= Texto selecionado =
E por fim é verdadeira a notícia de
que, no 45º aniversário de “Abril”, voltaram as comemorações, as cerimónias, os
discursos, as “lutas”, as “conquistas”, os cravos, os Zecas, as “Grândolas” e
toda a tralha arrastada desde 1974. O folclore do 25 de Abril assemelha-se a um
teste de decomposição de que os cientistas se esqueceram e deixaram o objecto
de estudo apodrecer há décadas: os fungos são tantos que fundaram uma sociedade
complexa no conteúdo e desagradável na aparência.
O problema, insisto, não são as notícias falsas. O problema é
Portugal parecer mentira.
COMENTÁRIOS
maria perry: Excelente
serviço público de AG ao mostrar, passo a passo, o processo de venezuelização
de Portugal pela mão da geringonça. Os desejos de opressão da liberdade de
imprensa e da morte de Bolsonaro mostra os verdadeiros instintos da
extrema-esquerda que nos governa.
Meu Genro Cor de Pele ....: Adorei a extensão do core business da familia Cesar.
Bom de mais. As crónicas já mereciam um livrito no mínimo.....e a oposição que
não aprende ou não lê....terrível.

= Dados em bruto =
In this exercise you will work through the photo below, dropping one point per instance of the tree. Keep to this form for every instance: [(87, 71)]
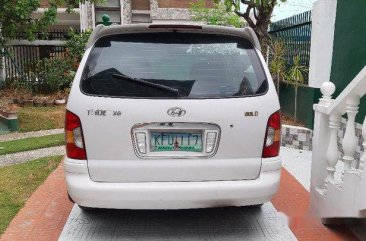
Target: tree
[(295, 77), (215, 15), (257, 14), (17, 16), (277, 64)]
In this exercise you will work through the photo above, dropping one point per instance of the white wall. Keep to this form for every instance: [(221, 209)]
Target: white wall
[(322, 38)]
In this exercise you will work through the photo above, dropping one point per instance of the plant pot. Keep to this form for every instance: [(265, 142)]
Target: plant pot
[(20, 102), (60, 101), (10, 100), (11, 114), (49, 102), (28, 102), (38, 102)]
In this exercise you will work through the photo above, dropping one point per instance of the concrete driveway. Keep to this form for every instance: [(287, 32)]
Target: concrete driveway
[(224, 224)]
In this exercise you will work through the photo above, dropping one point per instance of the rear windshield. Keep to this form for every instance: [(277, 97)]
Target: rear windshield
[(173, 65)]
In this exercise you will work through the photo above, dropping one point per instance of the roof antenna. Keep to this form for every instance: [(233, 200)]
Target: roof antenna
[(106, 20)]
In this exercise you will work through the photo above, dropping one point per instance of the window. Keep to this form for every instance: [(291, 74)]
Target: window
[(173, 65), (110, 7)]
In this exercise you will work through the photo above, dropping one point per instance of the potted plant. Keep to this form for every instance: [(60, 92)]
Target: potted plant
[(296, 77), (10, 112), (27, 97), (39, 101), (60, 98), (49, 101)]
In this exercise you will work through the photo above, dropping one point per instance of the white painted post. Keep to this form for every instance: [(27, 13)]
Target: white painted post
[(349, 142), (363, 157), (332, 151), (321, 137), (328, 90)]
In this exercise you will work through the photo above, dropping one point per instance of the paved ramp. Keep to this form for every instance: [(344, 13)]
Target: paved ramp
[(224, 224)]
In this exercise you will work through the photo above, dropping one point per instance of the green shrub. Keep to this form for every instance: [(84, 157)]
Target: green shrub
[(217, 15)]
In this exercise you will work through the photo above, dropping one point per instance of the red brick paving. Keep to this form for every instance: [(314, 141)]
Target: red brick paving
[(294, 200), (44, 214)]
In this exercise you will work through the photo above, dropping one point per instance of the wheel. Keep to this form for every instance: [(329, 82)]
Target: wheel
[(332, 221), (256, 206), (86, 209)]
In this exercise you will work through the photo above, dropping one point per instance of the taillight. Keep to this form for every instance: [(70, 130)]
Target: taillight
[(75, 148), (272, 141)]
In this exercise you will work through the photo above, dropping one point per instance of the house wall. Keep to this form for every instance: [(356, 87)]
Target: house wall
[(140, 5), (179, 3)]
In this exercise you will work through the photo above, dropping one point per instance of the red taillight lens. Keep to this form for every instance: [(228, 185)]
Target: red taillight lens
[(75, 147), (272, 141)]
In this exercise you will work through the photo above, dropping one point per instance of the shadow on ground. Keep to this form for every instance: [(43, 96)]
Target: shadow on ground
[(224, 224)]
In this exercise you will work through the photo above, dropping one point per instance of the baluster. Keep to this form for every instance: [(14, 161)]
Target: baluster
[(332, 151), (349, 142), (363, 158), (327, 89)]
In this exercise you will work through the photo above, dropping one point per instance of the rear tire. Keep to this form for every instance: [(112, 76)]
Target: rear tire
[(256, 206), (86, 209), (332, 221)]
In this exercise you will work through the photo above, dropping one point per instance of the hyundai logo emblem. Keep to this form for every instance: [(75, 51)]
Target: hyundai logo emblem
[(176, 112)]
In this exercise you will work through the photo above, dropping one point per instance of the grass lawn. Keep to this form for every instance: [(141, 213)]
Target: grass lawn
[(31, 143), (41, 118), (18, 182)]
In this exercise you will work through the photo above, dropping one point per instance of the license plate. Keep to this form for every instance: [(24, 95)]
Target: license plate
[(176, 141)]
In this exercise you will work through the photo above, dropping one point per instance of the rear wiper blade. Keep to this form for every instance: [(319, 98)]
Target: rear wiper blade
[(147, 83)]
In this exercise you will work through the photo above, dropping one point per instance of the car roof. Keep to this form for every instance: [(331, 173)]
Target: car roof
[(101, 31)]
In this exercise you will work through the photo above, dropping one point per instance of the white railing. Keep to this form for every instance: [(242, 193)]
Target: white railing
[(338, 179)]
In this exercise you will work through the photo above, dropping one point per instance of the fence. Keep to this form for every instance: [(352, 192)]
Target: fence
[(20, 60), (21, 56), (52, 34), (295, 32)]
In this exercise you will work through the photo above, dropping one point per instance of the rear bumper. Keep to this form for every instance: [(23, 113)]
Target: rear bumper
[(171, 195)]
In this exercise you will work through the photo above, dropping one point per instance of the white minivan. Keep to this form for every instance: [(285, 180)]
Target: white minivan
[(172, 117)]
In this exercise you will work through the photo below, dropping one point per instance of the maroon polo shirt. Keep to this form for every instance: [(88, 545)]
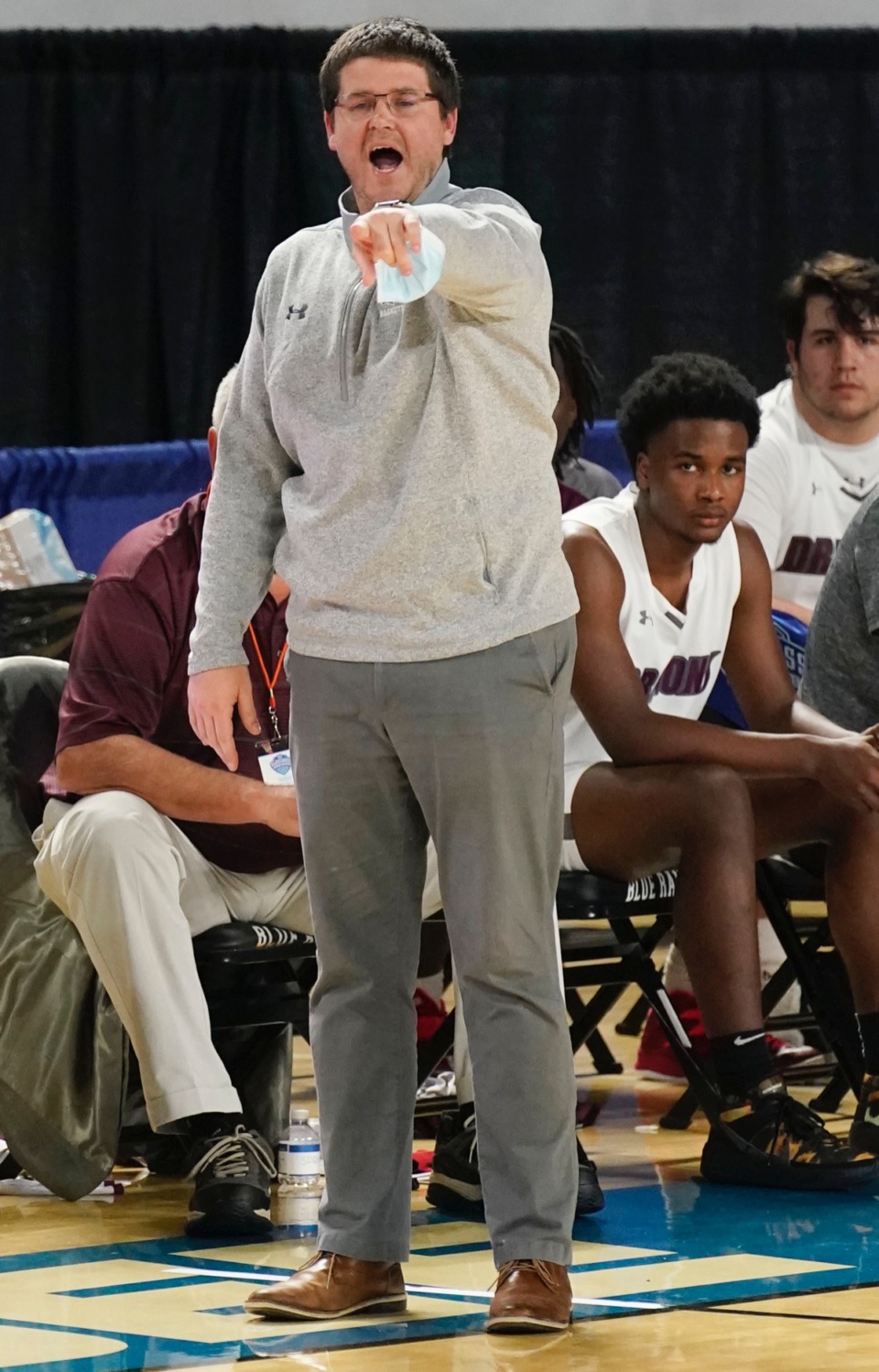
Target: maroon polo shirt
[(128, 671)]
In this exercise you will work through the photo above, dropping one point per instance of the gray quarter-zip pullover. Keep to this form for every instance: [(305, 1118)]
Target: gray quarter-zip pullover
[(394, 462)]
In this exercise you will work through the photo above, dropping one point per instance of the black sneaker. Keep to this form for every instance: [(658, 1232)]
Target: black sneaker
[(232, 1175), (864, 1134), (768, 1139), (455, 1187), (590, 1195)]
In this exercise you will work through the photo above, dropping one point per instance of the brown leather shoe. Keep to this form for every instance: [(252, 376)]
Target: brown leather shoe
[(331, 1287), (531, 1294)]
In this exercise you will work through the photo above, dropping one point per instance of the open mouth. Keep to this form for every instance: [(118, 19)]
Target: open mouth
[(385, 159)]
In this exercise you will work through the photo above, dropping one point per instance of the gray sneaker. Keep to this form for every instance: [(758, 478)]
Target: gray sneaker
[(232, 1175)]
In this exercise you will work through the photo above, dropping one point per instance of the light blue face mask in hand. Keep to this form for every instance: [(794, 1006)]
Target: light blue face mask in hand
[(393, 287)]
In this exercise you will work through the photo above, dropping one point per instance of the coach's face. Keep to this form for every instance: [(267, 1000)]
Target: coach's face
[(391, 148), (691, 476)]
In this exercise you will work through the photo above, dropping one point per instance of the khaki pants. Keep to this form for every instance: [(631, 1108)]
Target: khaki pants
[(139, 890)]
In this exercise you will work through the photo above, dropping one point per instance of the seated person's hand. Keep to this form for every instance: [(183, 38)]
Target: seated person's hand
[(212, 699)]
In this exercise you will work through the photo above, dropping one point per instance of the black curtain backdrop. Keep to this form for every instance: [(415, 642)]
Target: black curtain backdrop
[(145, 179)]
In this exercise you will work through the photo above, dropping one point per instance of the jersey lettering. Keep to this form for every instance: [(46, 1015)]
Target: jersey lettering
[(809, 556), (679, 677)]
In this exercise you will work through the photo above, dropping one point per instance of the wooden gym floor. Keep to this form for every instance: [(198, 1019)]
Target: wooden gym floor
[(675, 1275)]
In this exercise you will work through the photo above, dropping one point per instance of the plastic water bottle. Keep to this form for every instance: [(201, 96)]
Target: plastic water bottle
[(299, 1159)]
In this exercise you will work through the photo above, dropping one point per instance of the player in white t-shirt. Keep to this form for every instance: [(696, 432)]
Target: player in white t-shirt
[(669, 589), (818, 456)]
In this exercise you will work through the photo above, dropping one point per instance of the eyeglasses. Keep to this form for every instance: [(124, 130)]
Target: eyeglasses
[(361, 104)]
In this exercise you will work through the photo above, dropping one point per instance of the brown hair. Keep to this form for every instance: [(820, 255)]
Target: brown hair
[(401, 38), (851, 283)]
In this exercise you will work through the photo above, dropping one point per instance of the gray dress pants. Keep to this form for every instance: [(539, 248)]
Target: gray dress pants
[(468, 749)]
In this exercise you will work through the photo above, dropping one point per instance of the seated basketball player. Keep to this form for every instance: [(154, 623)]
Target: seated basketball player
[(669, 590)]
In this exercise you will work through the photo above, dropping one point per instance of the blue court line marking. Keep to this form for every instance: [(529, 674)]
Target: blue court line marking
[(686, 1217), (449, 1248), (135, 1287)]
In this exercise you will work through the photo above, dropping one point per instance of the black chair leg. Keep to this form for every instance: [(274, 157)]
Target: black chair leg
[(835, 1021), (431, 1051)]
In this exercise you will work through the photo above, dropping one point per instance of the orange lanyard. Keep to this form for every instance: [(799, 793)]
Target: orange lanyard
[(270, 683)]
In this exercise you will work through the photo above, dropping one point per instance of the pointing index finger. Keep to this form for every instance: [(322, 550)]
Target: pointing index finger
[(412, 228)]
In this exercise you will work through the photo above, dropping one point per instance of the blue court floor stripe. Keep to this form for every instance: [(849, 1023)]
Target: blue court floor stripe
[(157, 1284)]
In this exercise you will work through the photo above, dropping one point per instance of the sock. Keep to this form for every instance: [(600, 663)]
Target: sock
[(868, 1027), (675, 975), (741, 1061), (210, 1123)]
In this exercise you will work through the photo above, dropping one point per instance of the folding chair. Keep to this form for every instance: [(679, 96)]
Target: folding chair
[(793, 898), (609, 931)]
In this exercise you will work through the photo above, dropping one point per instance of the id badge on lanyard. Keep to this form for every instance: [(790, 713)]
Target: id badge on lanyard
[(273, 754)]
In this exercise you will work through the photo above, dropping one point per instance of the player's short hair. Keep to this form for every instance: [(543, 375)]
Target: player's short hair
[(685, 386), (221, 398), (402, 38), (583, 379), (851, 283)]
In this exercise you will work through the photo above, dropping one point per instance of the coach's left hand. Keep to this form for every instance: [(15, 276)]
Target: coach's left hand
[(387, 234)]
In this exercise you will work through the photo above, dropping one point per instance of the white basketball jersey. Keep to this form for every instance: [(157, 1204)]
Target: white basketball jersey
[(677, 653), (801, 493)]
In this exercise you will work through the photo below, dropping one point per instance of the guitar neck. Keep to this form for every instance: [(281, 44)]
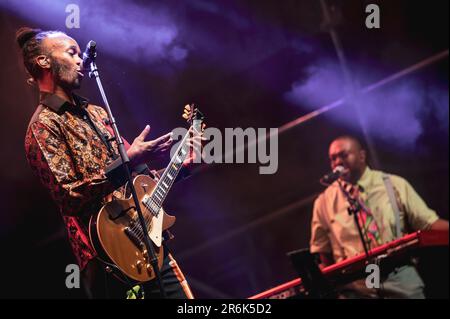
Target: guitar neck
[(172, 170)]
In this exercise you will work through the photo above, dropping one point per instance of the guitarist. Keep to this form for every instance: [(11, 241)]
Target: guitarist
[(68, 145)]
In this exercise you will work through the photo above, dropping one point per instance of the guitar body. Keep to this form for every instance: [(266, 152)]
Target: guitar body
[(116, 234)]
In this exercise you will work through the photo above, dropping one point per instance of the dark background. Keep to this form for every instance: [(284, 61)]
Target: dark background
[(238, 60)]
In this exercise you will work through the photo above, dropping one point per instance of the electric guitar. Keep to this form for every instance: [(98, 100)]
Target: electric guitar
[(115, 231)]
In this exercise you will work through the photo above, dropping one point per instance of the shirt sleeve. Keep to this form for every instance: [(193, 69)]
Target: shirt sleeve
[(419, 215), (49, 155), (320, 242)]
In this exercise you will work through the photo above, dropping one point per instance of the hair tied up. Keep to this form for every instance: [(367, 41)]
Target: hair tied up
[(24, 34)]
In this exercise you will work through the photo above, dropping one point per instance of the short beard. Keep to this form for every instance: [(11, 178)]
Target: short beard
[(60, 73)]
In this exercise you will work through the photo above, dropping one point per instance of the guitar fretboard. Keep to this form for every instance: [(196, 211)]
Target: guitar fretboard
[(155, 200)]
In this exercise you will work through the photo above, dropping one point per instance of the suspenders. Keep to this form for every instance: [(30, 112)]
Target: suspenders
[(392, 199)]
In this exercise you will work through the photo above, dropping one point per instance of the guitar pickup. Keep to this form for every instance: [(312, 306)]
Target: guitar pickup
[(133, 237)]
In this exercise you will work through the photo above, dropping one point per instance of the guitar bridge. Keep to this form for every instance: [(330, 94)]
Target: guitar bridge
[(133, 237)]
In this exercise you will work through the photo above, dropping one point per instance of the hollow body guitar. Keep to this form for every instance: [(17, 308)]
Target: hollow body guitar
[(115, 231)]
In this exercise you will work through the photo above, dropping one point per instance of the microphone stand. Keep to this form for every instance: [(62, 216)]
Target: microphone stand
[(152, 259), (354, 209)]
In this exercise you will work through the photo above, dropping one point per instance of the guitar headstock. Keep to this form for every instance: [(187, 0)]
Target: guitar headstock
[(191, 113)]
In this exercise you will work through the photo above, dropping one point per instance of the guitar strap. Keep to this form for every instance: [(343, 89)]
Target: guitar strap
[(392, 199)]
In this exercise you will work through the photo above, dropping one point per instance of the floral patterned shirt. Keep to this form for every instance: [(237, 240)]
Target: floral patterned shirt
[(69, 148)]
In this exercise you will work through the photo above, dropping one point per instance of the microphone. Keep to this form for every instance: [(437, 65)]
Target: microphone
[(89, 54), (334, 175)]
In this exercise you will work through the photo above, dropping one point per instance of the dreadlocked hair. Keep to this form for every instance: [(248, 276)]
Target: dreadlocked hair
[(30, 42)]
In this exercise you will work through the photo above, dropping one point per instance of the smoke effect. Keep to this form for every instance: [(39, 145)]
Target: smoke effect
[(393, 114)]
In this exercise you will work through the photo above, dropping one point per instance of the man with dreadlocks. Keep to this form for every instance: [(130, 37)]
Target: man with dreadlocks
[(68, 145)]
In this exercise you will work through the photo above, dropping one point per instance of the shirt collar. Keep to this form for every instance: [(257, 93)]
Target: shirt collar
[(57, 104)]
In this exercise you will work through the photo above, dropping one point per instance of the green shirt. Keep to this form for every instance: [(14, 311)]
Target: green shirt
[(334, 231)]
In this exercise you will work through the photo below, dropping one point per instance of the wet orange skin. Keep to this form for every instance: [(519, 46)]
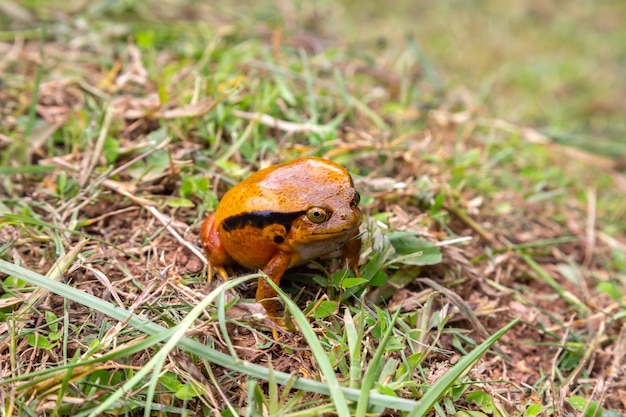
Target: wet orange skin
[(284, 215)]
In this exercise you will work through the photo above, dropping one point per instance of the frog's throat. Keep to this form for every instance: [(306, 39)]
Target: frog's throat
[(260, 219)]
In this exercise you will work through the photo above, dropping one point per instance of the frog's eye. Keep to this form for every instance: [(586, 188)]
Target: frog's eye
[(356, 200), (317, 214)]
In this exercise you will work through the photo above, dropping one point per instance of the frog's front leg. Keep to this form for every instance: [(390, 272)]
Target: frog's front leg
[(216, 254), (350, 252), (274, 269)]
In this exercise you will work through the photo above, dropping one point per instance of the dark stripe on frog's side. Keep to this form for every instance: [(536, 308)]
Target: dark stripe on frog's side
[(260, 219)]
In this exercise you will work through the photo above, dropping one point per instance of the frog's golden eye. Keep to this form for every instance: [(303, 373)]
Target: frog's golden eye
[(317, 214), (356, 200)]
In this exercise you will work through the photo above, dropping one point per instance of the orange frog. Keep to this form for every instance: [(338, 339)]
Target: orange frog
[(284, 215)]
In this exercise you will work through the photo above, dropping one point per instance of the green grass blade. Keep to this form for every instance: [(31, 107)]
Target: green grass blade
[(434, 393), (374, 367), (191, 346), (337, 395)]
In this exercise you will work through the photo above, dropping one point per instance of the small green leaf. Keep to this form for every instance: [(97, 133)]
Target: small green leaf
[(579, 403), (611, 289), (187, 391), (55, 335), (411, 250), (325, 309), (38, 341), (533, 410), (180, 202), (52, 321), (352, 282), (111, 150)]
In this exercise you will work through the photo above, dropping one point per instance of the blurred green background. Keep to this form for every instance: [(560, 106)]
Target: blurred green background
[(558, 66)]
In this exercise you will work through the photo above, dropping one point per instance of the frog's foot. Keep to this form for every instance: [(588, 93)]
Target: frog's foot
[(219, 270)]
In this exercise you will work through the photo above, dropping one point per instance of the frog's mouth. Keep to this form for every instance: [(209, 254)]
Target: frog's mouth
[(347, 232)]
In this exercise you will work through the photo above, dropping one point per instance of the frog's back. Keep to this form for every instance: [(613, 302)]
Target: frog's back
[(291, 187)]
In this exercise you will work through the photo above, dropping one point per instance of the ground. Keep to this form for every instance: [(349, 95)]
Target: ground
[(115, 148)]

= Descrição do problema =
Dá seguimento ao texto sobre as comemorações do 25 de Abril, começando logo a seguir à última frase apresentada.

= Resultado esperado =
Liberal Impenitente: No
fundo, é muito positivo que haja tanta gente a querer calar muito mais gente,
sabendo nós perfeitamente quem são os que querem calar e quem eles querem calar
(um deles, naturalmente, que é Alberto Gonçalves). E por que é isso muito
positivo? Primeiro porque mostra a verdadeira natureza desses "Ches",
cheios de "generosidade" e de "elevados ideais". Segundo,
porque mostra que eles sentem mesmo a doer que finalmente o povo irá falar nas
urnas, e que não será para aplaudir o seu guterrismo requentado e geringonçado,
será para correr com ele. Yes!
Lúcia Henriques: Muito bom, o
artigo. Parabéns ao autor.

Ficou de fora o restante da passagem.